_YOUR INSTRUCTIONS_: Please translate this sentence from the news report into Spanish: "“We gave immediate care,” the secretary told Fox News in an interview Friday morning."

_SOURCE EXTRACT_:
- The Washington Times - Friday, December 14, 2018

A 7-year-old illegal immigrant girl died last week after being caught jumping the border with her parent, the apparent victim of the rough journey north through Mexico, Homeland Security said Friday morning.

She was found Dec. 6 by Border Patrol agents, reportedly part of a large group of Central Americans who’d just crossed into the U.S. She was in Border Patrol custody for eight hours, and agents noticed she was having seizures and had a fever of 105.7 degrees.

She was taken by air ambulance to a hospital in El Paso, had a heart attack, was revived but did not recover and died within a day, Homeland Security said.

The department, in a statement, said the girl was “overcome by the elements” of the journey, and said the blame lies with the adults who made her take the trip.

“As we have always said, traveling north illegally is extremely dangerous. Drug cartels, human smugglers and the elements pose deadly risks to anyone who comes across the border illegally,” the department said.

Illegal immigrant families from Central America have surged toward the U.S. in recent years, with a massive spike in numbers over the last couple of months. Most are hoping to take advantage of slow deportations in the U.S. to find a place in the shadows here, making bogus asylum claims then counting on lax enforcement to ensure they never get deported.

Traveling with a child is key to the plans, because under a 2015 court ruling families are put into a more lenient track for enforcement and are released from custody usually within 20 days. There’s been a rise in the number of men attempting to come to the border with children, which experts attribute to that.

In the case of the 7-year-old, agents said they began to provide treatment once they spotted the girl’s condition.

Homeland Security Secretary Kirstjen Nielsen said the group of people the girl was with was caught 90 miles away from a processing center and had to be transported. The group was so large that it took time to process all of them and to spot her condition, explaining the eight hours she was in custody.

“We gave immediate care,” the secretary told Fox News in an interview Friday morning.

Officials said an autopsy is expected but may take weeks to get results, and they said an internal investigation will determine if the agents followed the right procedures.

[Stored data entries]
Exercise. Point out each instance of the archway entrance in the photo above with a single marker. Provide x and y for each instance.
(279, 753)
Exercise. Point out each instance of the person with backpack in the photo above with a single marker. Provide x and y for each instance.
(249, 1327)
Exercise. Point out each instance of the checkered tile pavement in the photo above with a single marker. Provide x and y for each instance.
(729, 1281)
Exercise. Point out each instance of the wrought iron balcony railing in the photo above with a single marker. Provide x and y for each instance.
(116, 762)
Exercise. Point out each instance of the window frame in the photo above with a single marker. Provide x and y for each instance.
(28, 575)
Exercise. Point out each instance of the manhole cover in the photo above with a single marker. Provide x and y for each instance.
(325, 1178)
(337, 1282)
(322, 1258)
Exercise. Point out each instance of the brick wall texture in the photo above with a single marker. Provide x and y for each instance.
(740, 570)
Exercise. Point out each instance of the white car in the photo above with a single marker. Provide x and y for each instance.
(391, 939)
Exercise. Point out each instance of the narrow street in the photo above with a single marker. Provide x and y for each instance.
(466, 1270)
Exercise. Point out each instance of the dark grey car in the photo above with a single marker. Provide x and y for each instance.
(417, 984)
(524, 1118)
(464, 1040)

_SOLVED PROBLEM_: "Brindamos atención inmediata", dijo la secretaria a Fox News en una entrevista el viernes por la mañana.